Provided information:
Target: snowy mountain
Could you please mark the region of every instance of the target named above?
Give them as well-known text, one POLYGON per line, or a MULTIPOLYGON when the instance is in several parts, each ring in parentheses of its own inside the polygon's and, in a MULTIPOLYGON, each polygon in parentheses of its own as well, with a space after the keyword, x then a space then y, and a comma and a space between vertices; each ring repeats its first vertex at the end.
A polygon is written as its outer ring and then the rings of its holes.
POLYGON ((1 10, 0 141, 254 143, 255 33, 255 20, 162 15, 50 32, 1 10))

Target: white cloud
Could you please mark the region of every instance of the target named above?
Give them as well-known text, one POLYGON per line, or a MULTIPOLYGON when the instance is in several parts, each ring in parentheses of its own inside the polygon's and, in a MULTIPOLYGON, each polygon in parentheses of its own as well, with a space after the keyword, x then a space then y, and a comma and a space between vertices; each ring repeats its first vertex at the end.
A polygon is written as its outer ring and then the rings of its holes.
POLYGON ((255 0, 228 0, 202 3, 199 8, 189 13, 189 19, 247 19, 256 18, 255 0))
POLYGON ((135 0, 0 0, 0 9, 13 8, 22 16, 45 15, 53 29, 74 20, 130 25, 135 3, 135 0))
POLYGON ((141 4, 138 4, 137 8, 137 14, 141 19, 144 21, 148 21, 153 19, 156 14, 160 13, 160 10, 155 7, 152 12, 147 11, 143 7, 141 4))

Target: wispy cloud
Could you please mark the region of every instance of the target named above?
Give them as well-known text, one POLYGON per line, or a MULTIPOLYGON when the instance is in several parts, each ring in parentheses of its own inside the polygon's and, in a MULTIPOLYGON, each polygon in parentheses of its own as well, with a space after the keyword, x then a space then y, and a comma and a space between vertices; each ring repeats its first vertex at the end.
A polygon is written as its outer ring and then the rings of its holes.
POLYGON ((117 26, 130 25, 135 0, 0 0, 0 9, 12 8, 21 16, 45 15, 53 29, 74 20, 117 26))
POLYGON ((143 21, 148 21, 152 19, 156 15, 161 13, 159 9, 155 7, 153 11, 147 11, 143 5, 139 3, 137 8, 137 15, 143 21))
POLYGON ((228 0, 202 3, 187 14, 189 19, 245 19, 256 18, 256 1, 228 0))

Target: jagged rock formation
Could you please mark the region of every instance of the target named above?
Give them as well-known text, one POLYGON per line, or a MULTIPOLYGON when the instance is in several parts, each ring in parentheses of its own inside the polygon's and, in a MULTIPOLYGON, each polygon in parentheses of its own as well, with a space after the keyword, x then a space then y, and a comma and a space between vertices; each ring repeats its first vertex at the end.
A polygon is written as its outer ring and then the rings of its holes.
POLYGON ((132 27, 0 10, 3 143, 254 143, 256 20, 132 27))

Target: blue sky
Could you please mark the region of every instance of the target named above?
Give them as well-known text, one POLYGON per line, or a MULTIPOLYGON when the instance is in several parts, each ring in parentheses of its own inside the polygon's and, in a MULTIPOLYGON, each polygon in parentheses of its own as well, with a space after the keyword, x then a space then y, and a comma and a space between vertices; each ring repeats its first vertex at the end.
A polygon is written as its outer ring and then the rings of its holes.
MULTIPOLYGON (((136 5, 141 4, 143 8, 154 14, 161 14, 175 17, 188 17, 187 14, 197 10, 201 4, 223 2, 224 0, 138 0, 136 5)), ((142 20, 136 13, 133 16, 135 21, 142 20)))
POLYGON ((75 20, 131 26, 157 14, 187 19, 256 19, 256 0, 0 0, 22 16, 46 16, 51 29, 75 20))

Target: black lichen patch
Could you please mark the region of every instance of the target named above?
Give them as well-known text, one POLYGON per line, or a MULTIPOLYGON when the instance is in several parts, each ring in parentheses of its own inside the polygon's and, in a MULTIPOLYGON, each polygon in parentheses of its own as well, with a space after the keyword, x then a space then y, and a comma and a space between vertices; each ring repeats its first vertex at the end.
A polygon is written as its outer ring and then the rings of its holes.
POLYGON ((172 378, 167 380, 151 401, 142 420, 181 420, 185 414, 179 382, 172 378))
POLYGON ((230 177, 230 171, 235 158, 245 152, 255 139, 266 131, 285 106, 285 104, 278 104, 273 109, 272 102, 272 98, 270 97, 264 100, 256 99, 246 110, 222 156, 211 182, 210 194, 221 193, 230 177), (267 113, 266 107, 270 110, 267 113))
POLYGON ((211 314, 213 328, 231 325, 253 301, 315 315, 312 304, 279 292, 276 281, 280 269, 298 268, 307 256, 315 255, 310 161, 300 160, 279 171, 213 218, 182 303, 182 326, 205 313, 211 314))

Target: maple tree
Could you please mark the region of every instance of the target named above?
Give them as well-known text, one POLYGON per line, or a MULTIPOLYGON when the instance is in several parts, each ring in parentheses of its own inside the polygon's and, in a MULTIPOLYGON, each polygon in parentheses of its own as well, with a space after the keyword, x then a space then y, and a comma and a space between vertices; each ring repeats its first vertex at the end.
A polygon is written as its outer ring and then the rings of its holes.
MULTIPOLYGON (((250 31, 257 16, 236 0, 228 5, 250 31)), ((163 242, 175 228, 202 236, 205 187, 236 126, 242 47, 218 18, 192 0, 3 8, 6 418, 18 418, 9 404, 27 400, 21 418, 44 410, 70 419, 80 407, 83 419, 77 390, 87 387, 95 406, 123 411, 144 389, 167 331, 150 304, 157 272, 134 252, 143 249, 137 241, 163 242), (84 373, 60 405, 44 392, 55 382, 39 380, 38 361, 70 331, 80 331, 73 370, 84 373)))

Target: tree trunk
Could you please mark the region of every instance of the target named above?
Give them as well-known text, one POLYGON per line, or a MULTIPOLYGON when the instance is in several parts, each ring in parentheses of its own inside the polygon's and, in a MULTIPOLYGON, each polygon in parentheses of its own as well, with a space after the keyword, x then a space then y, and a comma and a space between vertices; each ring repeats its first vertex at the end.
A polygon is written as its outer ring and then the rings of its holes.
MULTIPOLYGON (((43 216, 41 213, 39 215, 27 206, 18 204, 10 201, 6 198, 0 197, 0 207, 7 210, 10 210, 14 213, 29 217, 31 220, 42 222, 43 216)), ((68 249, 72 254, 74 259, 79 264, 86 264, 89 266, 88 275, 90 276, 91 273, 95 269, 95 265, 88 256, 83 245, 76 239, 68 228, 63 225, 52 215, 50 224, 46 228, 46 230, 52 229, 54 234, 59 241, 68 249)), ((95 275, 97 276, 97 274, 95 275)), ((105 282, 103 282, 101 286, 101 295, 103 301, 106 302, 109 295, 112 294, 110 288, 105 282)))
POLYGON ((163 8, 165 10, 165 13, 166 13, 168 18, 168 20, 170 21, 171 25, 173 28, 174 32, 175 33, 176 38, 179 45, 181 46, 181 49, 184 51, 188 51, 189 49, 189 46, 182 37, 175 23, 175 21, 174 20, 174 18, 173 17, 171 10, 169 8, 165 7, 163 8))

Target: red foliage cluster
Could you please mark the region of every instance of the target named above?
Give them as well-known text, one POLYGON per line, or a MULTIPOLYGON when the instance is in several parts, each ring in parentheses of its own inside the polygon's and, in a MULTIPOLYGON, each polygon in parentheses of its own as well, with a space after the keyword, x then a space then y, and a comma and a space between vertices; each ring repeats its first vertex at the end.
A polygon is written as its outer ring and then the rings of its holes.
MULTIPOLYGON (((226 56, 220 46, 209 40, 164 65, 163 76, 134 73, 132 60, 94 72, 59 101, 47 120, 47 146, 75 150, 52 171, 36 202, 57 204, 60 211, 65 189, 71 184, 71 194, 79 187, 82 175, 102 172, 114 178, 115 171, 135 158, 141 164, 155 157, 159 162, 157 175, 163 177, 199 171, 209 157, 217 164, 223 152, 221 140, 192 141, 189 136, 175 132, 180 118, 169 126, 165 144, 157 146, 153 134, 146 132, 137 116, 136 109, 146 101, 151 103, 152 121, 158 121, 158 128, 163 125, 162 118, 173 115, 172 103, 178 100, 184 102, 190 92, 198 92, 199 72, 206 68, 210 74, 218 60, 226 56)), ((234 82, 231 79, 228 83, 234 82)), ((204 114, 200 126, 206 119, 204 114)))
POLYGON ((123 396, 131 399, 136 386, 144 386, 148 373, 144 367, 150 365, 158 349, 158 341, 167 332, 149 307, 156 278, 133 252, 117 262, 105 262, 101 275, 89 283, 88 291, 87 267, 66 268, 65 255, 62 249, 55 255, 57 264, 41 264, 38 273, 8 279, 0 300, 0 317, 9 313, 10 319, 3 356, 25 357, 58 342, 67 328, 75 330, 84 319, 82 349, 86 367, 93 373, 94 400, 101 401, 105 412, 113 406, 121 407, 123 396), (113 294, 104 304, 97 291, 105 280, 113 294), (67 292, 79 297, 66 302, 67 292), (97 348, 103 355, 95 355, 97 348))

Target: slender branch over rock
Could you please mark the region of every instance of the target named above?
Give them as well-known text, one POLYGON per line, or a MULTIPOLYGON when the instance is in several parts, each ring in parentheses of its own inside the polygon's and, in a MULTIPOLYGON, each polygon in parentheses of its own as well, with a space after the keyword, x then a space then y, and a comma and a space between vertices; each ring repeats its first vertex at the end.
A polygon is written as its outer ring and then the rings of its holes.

What you have to do:
Output exactly the lines from the one containing "Target: slender branch over rock" through the last line of the entries, both ends included.

Result of the task:
Target: slender branch over rock
Could you please mark the region of every instance of the target named above?
Give them as well-known text, one POLYGON per line, or a MULTIPOLYGON when the instance is in several parts, each ring in parentheses of its own inside the polygon's and, in a MULTIPOLYGON, each polygon in parentheses of its own as well, with a space after the keyword, x then a space then y, and a comma and a space between vertices; each ring repeats its first vertex at the end.
A polygon is written as its outer ring and then the rings of its holes.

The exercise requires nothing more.